--- Start Source document ---
Jim Smart
March 1, 2009

Ford's Top Loader four-speed transmission got its reputation for solid reliability from time-proven performance under some of the most grueling conditions imaginable. Born in Detroit and groomed in racing venues worldwide, the Top Loader continues to witness widespread use 45 years after its introduction with virtually no end in sight. NASCAR racers like the Top Loader for its rugged demeanor. When you combine the Top Loader with Ford's indestructible 9-inch removable carrier rearend, it's an unbeatable driveline in anyone's league. Our focus here is the Top Loader and how you can make it better.

Ford debuted the Top Loader four-speed in 1964 as a replacement for the Borg-Warner T-10. The Top Loader was designed by Ford as a fully synchronized four-speed conceived to stand up to just about anything racers could throw at it. It didn't become a Mustang mainstay until the latter part of 1965 behind the 289 High Performance V-8. The T-10 was phased out during 1966.

Ford's Top Loader four-speed transmission gets its name from its "top-loading" design where parts go in through the top instead of the side like we see with the Borg-Warner T-10, Muncie M21/M22 (used by GM), and Chrysler four-speed. Ford's four-speed is the most rugged gearbox in the world thanks to this top-loading design. By the way, the 3.03 three-speed is nothing more than a three-speed Top Loader, with the same rugged architecture and dependable operation.

Although the Top Loader was used in a variety of Fords and Mercurys, Mustangs employed an easy-to-understand lineup. Mustangs were equipped with the 26-inch-long Top Loader with a shifter boss located at the end of a 14-inch tailshaft housing. The most common Mustang Top Loader has a 10-spline, 1 1/16-inch input shaft, as used in small-block and 390ci FE big-block Mustangs. It was available with both wide- and close-ratios. More powerful big-block applications, such as the 428, got wide-ratio Top Loaders with a 10-spline, 1 3/8-inch input shaft. The size of the input shaft is one of the quickest ways to identify a Top Loader before getting down to more specific identification.
--- End Source document ---
--- Start Given material ---
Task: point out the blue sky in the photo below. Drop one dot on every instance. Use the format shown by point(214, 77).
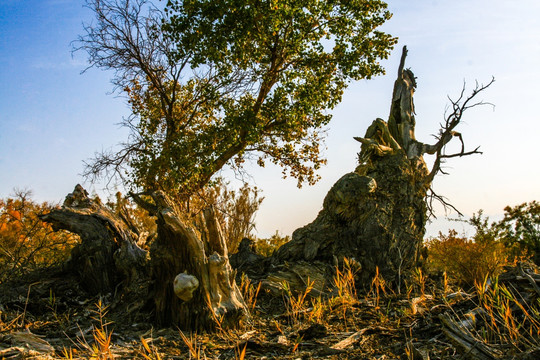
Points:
point(52, 117)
--- End Given material ---
→ Set exercise A
Using the Top Loader article, answer:
(i) Which transmission did Ford's Top Loader four-speed replace when it debuted in 1964?
(ii) How long is the Mustang Top Loader, and how long is its tailshaft housing?
(iii) What input shaft did wide-ratio Top Loaders for the 428 get?
→ Set exercise B
According to the Top Loader article, why is Ford's four-speed the most rugged gearbox in the world?
Answer from the Top Loader article alone.

→ Full response A
(i) The Borg-Warner T-10.
(ii) The Top Loader is 26 inches long, and its tailshaft housing is 14 inches long.
(iii) A 10-spline, 1 3/8-inch input shaft.

→ Full response B
The article credits its top-loading design, in which parts go in through the top. The Borg-Warner T-10, the Muncie M21/M22 and the Chrysler four-speed take parts in through the side.